** What you should do **
Repeat all of the data below word for word, without adding, dropping, or changing anything.

** Data provided **
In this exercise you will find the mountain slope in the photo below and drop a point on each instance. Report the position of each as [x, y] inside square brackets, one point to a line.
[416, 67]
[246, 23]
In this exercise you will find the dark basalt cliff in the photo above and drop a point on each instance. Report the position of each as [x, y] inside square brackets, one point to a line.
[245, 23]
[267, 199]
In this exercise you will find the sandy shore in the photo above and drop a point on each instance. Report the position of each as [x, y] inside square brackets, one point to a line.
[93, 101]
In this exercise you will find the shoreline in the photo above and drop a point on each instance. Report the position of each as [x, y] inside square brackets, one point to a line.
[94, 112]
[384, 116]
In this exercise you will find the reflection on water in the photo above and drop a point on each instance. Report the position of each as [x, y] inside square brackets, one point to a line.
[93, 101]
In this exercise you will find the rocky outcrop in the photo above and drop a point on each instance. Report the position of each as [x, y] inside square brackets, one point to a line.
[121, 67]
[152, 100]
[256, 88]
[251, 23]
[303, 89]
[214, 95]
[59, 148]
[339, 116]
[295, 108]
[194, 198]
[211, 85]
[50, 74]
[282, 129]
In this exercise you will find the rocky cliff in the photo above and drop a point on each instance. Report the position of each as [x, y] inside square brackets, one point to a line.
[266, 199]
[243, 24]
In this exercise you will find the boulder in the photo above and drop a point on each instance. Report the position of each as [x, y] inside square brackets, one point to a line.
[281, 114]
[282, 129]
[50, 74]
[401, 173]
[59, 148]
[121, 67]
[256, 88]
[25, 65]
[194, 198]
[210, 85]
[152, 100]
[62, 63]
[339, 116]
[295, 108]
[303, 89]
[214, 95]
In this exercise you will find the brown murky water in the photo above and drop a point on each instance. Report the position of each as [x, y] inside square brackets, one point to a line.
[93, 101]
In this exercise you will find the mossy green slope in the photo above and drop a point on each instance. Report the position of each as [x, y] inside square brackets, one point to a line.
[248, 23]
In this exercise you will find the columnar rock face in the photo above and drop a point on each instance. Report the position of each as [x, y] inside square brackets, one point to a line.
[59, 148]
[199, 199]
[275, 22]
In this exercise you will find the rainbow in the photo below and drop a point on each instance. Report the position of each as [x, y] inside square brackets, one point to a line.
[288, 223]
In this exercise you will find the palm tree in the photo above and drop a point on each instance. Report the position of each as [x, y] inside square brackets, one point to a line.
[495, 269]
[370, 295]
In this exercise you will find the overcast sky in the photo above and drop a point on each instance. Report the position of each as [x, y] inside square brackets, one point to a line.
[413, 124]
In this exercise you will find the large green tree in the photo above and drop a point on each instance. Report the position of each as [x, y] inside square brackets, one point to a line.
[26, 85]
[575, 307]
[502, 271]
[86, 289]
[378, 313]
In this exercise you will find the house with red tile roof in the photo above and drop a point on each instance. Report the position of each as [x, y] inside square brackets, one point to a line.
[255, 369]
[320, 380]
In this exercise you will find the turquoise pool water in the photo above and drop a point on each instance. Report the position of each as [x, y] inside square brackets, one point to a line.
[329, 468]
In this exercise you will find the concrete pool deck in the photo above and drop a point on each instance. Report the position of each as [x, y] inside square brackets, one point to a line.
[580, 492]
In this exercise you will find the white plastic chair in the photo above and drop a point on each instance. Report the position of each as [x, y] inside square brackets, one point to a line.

** Task response **
In this exercise you will find the mountain slope in the photo below and drop a point on each instance. Report the position of each as [x, y] inside square brackets, one point to a line.
[416, 67]
[246, 23]
In this exercise you will find the dark basalt cliff in the photo above and drop a point on each instance. Report the position of each as [x, y] inside square brackets, one point to a line.
[245, 23]
[267, 199]
In this exercise you will find the sandy shore in the photo above and drop a point on each instance. Report the position of each as [x, y] inside square brackets, one point to a line.
[93, 101]
In this exercise you will find the shoreline in the photo above and drop a point on each instance. Report the position of each as [x, y] inside square brackets, one point to a line.
[94, 112]
[384, 116]
In this exercise you will find the reflection on water in the photo above and drop a point on each instance. Report the position of each as [x, y] inside square brackets, one point to a line.
[93, 101]
In this exercise you will find the rocky outcrop in the photo above and drop a point on each instance. Report the position of each as [x, y] inside square brackets, one point to a line.
[121, 67]
[152, 100]
[256, 88]
[251, 23]
[303, 89]
[214, 95]
[59, 148]
[339, 116]
[295, 108]
[194, 198]
[211, 85]
[50, 74]
[282, 129]
In this exercise you will find the rocky cliff in the photo above and drop a point on each instance. Report the position of each as [x, y] inside square brackets, one point to a line.
[266, 199]
[243, 24]
In this exercise you will find the boulder in the photo above and drop a point on each instance. Report the position of each as [x, y] inside square brackets, one point to a line.
[281, 114]
[282, 129]
[50, 74]
[401, 173]
[59, 148]
[121, 67]
[256, 88]
[25, 65]
[194, 198]
[210, 85]
[152, 100]
[62, 63]
[339, 116]
[295, 108]
[303, 89]
[214, 95]
In this exercise you will find the brown murky water in the photo above and drop a point on each instance. Report the position of each as [x, y] inside square brackets, one point to a line.
[93, 101]
In this exercise you will find the mossy green slope in the photo above and drop a point on each instance. Report the position of each as [x, y] inside square brackets, one point to a line.
[248, 23]
In this exercise you will find the columnar rock face in the photo above and drop a point on each instance. Report the position of each as [x, y] inside square brackets, one point to a line.
[59, 148]
[199, 199]
[275, 22]
In this exercise you will find the rainbow in the photo below and drop a point on each instance. Report the position of each as [x, y] inside square brackets, one point to a line.
[288, 223]
In this exercise you will find the palm tree in the photo above and drop a point on each instance. Report the position of each as [x, y] inside square brackets, one point to a line.
[495, 269]
[370, 295]
In this exercise you will find the overcast sky in the photo above and drop a point on each instance. Report the position of each as [x, y] inside square brackets, one point to a line.
[413, 124]
In this exercise you will find the large green tree in the photo above and drop a point on each instance. Report the position of each as [x, y] inside square brackets, one point to a line.
[26, 85]
[575, 307]
[502, 271]
[86, 289]
[378, 313]
In this exercise you will find the house with red tile roof in the photo above and drop a point on each instance. Report the position of each as [x, y] inside square brackets, one point to a line.
[255, 369]
[320, 380]
In this exercise you will find the turquoise pool water in the photo above and drop a point on each instance. Report the position of each as [x, y] inside square brackets, one point to a line.
[329, 468]
In this exercise you will find the concrete pool deck in the photo above and drop a point on each instance. Report the position of each as [x, y] inside square brackets, one point to a line.
[580, 492]
In this exercise you will find the white plastic chair in the photo above and drop a point on each instance. Report the position of each as [x, y] inside square brackets, one point to a line.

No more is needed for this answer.